A commitment to high-quality, free public education for all children has long been the foundation of our democracy and prosperity. Although never fully honored, our commitment to an educated citizenry has created a society that is generally literate and able to participate in democratic governance. That commitment is now under multiple attacks by the American Legislative Exchange Council (ALEC), and many ALEC-created bills target public schools, teachers and teacher unions.
One ALEC bill in particular, the "Resolution Supporting Private Scholarship Tax Credits," has mostly flown under the radar - but could have grave, far-reaching consequences.
An Overview of ALEC's Scholarship Tax Credit Campaign
Tuition scholarship tax credit laws, which allow a person or corporation that makes a donation to pay primary or secondary school tuition to take a tax credit - or under some laws, to take a tax deduction - and use state tax codes to subsidize private or parochial education, affect far more than money for private school tuition.
"These laws optimize the warped view of the world that many corporations through ALEC are building toward," said Nick Surgey, director of research at the Center for Media and Democracy, which launched the ALEC Exposed project in 2011. "Their rhetoric might be all about the free market, and they might dress it up by talking about helping kids from poor families, but there is no denying that the real beneficiaries from these laws are those whose intention is to take a wrecking ball to our public education system."
A handful of states have enacted versions of private scholarship tax credit laws: Alabama, Arizona, Florida, Georgia, Illinois, Indiana, Iowa, Louisiana, New Hampshire, North Carolina, Oklahoma, Pennsylvania, Rhode Island, South Carolina, Virginia and Wisconsin. Other states are likely to join that list.

*Exercise prompt*: Extract the stretch of the scholarship tax credit article above from "One ALEC bill" through "private school tuition.", copying it word for word.

*Extracted information*:
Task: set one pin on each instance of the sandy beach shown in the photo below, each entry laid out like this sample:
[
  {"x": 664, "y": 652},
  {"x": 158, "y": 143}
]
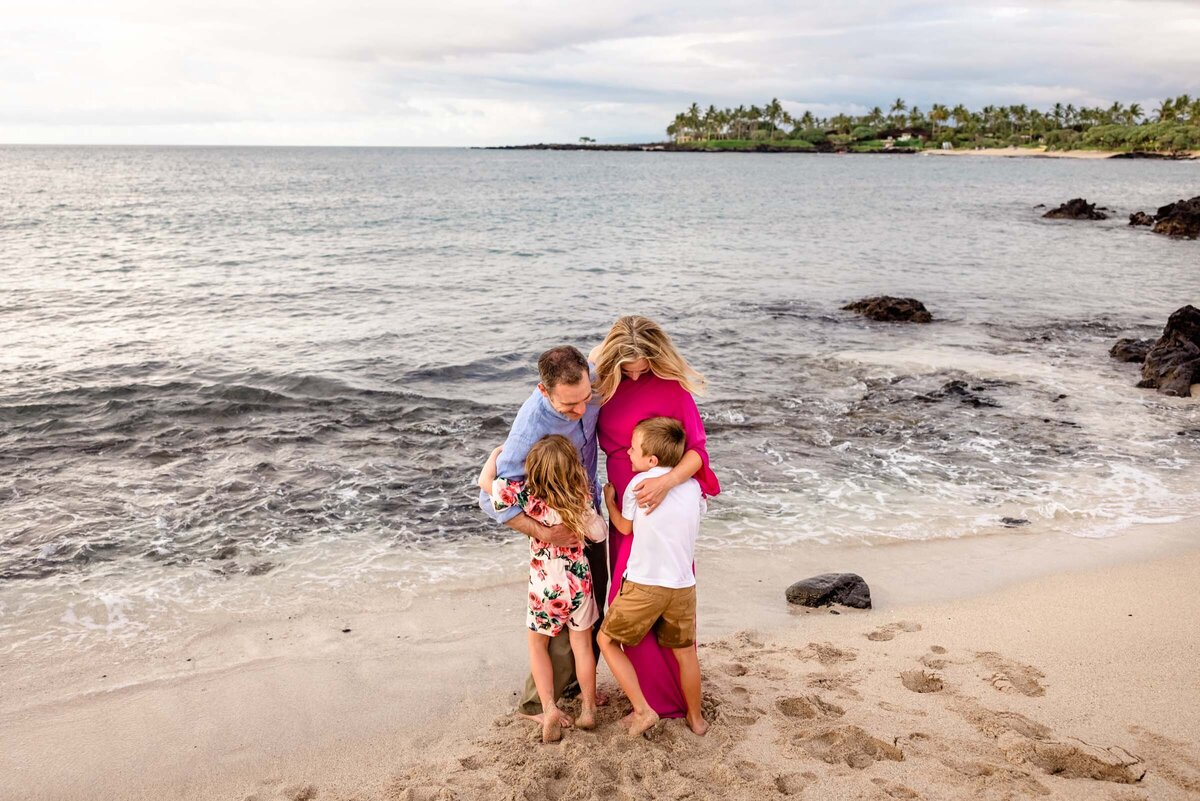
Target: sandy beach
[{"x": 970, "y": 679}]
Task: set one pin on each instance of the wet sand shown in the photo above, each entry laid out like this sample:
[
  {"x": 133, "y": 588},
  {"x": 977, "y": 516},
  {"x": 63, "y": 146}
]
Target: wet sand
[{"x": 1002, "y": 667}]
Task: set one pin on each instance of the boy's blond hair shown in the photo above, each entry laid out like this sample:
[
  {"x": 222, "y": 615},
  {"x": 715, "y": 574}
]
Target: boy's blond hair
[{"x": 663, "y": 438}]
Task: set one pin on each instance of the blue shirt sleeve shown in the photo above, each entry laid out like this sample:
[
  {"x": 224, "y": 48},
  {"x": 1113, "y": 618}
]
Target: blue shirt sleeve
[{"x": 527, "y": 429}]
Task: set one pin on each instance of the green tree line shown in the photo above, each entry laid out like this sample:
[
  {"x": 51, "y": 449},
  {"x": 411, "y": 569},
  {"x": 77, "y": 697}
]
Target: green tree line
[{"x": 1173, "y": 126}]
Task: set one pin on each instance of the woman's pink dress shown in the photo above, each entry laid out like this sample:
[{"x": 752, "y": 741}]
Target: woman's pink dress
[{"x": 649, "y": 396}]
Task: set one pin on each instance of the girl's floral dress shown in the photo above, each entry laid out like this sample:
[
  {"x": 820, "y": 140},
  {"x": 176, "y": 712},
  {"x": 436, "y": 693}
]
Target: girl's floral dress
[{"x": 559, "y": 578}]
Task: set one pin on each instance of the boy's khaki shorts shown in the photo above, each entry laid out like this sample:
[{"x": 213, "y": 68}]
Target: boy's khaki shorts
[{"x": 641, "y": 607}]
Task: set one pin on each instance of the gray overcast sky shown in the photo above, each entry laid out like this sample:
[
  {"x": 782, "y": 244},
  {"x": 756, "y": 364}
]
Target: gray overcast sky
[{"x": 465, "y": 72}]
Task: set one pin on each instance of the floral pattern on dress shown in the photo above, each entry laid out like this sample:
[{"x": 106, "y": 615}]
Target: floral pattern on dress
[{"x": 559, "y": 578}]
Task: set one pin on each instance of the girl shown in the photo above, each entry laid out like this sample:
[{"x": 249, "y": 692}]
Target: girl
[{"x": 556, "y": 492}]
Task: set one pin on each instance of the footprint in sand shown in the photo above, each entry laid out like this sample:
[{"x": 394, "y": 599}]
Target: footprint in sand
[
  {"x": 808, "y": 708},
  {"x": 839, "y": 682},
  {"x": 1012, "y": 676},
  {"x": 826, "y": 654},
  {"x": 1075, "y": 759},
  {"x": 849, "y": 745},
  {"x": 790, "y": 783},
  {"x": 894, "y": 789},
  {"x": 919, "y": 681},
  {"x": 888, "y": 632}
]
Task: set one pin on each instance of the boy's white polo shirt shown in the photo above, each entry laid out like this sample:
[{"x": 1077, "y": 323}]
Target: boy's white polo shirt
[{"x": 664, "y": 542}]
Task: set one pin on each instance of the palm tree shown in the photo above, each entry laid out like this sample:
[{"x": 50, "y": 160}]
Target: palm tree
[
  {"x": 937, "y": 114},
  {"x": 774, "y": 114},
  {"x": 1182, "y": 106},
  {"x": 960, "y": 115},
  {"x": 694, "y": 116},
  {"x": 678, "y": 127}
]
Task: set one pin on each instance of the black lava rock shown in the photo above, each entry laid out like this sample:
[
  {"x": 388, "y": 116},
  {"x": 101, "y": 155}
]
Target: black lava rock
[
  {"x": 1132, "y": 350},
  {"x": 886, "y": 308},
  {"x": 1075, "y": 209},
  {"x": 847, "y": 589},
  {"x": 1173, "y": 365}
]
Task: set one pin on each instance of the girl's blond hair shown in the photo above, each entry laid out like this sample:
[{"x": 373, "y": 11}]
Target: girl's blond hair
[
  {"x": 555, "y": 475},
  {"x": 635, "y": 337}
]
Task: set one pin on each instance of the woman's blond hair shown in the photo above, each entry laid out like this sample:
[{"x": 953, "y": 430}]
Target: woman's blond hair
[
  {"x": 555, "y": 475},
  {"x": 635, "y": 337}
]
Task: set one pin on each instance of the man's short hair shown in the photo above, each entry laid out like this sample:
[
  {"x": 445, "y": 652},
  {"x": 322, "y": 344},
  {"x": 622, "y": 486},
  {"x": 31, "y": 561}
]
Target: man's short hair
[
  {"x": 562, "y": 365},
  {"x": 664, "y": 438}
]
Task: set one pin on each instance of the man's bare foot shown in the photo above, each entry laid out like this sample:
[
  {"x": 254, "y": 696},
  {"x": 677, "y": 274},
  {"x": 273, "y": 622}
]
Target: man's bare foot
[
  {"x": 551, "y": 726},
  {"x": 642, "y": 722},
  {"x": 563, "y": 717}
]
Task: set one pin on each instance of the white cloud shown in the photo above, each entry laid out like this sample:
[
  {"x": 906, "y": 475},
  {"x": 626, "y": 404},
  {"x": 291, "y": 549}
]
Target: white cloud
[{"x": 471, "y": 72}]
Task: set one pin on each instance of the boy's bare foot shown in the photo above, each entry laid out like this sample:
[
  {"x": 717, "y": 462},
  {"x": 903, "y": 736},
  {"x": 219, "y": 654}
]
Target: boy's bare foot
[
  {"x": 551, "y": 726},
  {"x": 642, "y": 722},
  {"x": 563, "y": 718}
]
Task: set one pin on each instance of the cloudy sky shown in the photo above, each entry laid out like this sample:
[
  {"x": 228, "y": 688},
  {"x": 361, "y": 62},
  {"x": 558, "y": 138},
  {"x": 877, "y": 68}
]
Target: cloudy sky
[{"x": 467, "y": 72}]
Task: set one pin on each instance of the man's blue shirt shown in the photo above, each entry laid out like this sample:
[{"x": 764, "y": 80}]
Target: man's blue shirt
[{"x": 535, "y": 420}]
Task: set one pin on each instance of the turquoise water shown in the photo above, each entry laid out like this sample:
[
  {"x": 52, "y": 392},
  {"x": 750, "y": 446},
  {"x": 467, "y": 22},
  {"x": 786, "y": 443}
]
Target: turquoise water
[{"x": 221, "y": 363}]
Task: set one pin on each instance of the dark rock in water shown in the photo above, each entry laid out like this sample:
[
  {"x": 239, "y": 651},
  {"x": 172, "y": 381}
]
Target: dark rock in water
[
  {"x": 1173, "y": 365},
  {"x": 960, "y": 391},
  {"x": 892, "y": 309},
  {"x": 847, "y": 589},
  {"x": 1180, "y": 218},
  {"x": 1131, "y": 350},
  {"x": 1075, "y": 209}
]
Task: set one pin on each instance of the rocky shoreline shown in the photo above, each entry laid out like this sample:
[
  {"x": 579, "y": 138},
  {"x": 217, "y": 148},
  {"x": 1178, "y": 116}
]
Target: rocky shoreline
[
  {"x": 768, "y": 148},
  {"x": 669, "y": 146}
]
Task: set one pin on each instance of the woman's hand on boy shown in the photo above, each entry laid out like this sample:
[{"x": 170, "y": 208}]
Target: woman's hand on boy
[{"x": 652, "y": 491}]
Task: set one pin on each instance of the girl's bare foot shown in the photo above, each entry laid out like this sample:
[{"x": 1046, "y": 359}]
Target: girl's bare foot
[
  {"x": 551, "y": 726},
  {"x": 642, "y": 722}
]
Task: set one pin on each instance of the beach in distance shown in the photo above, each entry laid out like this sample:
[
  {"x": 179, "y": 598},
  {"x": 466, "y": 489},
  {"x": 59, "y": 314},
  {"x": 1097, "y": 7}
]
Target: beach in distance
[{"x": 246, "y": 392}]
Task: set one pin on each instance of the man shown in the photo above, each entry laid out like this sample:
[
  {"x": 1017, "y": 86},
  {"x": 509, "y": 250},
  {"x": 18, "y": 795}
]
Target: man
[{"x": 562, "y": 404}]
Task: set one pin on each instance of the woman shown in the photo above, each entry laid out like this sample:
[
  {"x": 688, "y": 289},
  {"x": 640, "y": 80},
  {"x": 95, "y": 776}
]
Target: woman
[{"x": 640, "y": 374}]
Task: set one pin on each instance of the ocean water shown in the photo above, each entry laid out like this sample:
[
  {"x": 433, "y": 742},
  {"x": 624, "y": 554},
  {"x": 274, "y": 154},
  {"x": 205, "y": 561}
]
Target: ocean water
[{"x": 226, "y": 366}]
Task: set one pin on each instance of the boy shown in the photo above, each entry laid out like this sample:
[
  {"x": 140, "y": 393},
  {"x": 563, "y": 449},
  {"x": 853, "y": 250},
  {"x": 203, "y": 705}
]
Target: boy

...

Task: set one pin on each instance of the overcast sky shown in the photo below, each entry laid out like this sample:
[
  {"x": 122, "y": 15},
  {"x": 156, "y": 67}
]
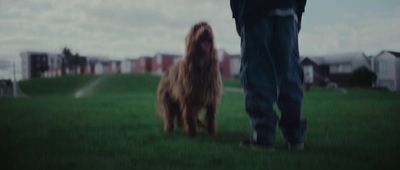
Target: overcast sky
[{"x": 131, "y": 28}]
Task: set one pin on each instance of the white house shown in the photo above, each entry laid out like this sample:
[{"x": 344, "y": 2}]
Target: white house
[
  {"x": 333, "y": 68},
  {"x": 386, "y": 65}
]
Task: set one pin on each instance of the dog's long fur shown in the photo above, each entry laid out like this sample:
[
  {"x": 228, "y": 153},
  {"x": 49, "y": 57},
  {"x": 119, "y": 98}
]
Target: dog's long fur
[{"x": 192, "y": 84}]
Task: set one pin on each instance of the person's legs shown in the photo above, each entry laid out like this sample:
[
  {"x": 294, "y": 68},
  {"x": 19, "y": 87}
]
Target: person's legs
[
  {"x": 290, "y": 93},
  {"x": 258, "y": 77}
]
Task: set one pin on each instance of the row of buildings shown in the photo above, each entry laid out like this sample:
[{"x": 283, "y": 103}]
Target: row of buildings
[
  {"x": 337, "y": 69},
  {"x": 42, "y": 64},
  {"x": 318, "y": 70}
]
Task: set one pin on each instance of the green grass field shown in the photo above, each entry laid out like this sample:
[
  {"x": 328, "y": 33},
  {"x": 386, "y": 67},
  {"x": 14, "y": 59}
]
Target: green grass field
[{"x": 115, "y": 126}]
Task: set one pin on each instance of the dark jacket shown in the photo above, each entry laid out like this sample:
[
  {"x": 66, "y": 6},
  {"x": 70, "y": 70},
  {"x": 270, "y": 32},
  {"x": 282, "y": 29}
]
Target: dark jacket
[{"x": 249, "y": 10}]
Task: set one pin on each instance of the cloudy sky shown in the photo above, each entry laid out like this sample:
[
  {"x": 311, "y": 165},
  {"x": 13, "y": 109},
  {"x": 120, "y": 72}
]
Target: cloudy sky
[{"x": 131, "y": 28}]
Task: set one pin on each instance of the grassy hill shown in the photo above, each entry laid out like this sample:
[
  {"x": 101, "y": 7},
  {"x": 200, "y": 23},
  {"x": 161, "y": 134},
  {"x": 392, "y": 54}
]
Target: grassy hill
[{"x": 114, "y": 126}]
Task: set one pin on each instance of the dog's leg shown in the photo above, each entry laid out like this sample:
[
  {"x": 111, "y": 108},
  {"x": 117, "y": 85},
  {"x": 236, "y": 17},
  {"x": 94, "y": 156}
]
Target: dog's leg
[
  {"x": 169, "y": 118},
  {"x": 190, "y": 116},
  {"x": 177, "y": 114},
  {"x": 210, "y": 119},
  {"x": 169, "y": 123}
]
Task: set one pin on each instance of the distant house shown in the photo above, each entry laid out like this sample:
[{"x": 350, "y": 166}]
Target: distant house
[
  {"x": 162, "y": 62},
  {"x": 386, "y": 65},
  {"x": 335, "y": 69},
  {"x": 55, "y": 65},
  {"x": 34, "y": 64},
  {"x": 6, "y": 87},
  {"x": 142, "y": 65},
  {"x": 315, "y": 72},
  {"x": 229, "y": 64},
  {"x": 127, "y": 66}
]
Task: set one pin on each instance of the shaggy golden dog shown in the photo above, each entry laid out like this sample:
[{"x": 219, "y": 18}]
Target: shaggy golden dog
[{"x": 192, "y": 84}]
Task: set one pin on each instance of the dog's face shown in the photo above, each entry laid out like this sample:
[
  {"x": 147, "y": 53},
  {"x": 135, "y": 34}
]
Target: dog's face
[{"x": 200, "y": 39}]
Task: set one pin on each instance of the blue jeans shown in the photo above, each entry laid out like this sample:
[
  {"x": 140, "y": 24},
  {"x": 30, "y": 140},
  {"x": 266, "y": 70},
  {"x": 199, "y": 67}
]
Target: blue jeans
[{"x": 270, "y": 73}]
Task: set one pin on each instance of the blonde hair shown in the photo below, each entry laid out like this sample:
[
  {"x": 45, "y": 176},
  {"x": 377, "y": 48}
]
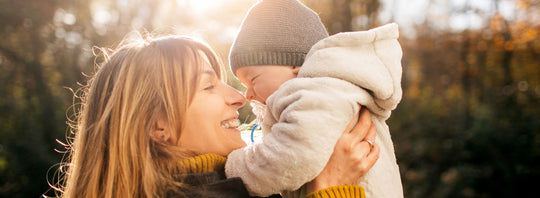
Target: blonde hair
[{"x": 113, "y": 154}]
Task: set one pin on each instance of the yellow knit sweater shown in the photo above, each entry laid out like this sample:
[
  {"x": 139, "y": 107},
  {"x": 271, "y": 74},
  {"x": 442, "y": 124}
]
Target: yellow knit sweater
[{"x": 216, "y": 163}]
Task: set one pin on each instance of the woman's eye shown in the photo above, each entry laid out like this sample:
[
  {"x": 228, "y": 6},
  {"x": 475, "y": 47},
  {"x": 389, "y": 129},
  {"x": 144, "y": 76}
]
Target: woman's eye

*Answer*:
One ALEC bill in particular, the "Resolution Supporting Private Scholarship Tax Credits," has mostly flown under the radar - but could have grave, far-reaching consequences.
An Overview of ALEC's Scholarship Tax Credit Campaign
Tuition scholarship tax credit laws, which allow a person or corporation that makes a donation to pay primary or secondary school tuition to take a tax credit - or under some laws, to take a tax deduction - and use state tax codes to subsidize private or parochial education, affect far more than money for private school tuition.